**EXTRACTED ENTRIES**

_ _ _

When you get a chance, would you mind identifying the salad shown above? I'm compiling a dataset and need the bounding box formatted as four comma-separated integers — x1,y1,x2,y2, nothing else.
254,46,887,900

_ _ _

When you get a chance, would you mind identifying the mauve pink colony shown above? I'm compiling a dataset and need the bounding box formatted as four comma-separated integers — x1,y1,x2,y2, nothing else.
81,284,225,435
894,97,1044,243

_ _ _

**INSTRUCTIONS FOR THE TASK**
Reproduce word for word the lines from the one containing "When you get a chance, would you mind identifying the salad" through the one containing "254,46,887,900", including both.

**WORKED SOLUTION**
When you get a chance, would you mind identifying the salad shown above? I'm compiling a dataset and need the bounding box formatted as four comma-separated integers — x1,y1,x2,y2, nothing else.
254,46,887,900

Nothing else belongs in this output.